**AIM OF THE EXERCISE:**
In the mailing-list patch about disabling the PL1 power limit, what does the description say an enabled PL1 limit set to a low value causes on dGfx?

**DOCUMENT EXCERPT:**
[Intel-gfx] [PATCH v2] drm/i915/guc: Disable PL1 power limit when loading GuC firmware
Dixit, Ashutosh
ashutosh.dixit at intel.com
Thu Mar 16 04:01:53 UTC 2023
On Tue, 14 Mar 2023 02:35:07 -0700, Jani Nikula wrote:
>
Hi Jani,
Thanks for the review. I have posted v3, comments inline below.
> On Mon, 13 Mar 2023, Ashutosh Dixit <ashutosh.dixit at intel.com> wrote:
> > On dGfx, the PL1 power limit being enabled and set to a low value results
> > in a low GPU operating freq. It also negates the freq raise operation which
> > is done before GuC firmware load. As a result GuC firmware load can time
> > out. Such timeouts were seen in the GL #8062 bug below (where the PL1 power
> > limit was enabled and set to a low value). Therefore disable the PL1 power
> > limit when allowed by HW when loading GuC firmware.
> >
> > v2:
> > - Take mutex (to disallow writes to power1_max) across GuC reset/fw load
> > - Add hwm_power_max_restore to error return code path
> >
> > Link: https://gitlab.freedesktop.org/drm/intel/-/issues/8062
> > Signed-off-by: Ashutosh Dixit <ashutosh.dixit at intel.com>
> > ---
> > drivers/gpu/drm/i915/gt/uc/intel_uc.c | 10 ++++++-
> > drivers/gpu/drm/i915/i915_hwmon.c | 39 +++++++++++++++++++++++++++
> > drivers/gpu/drm/i915/i915_hwmon.h | 7 +++++
> > 3 files changed, 55 insertions(+), 1 deletion(-)
> >
> > diff --git a/drivers/gpu/drm/i915/gt/uc/intel_uc.c b/drivers/gpu/drm/i915/gt/uc/intel_uc.c
> > index 4ccb4be4c9cb..15f8e94edc61 100644
> > --- a/drivers/gpu/drm/i915/gt/uc/intel_uc.c
> > +++ b/drivers/gpu/drm/i915/gt/uc/intel_uc.c
> > @@ -18,6 +18,7 @@
> > #include "intel_uc.h"

**DATA SEGMENT:**
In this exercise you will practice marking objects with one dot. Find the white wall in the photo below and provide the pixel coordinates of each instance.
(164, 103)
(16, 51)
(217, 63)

**FINISHED TASK:**
A low GPU operating frequency.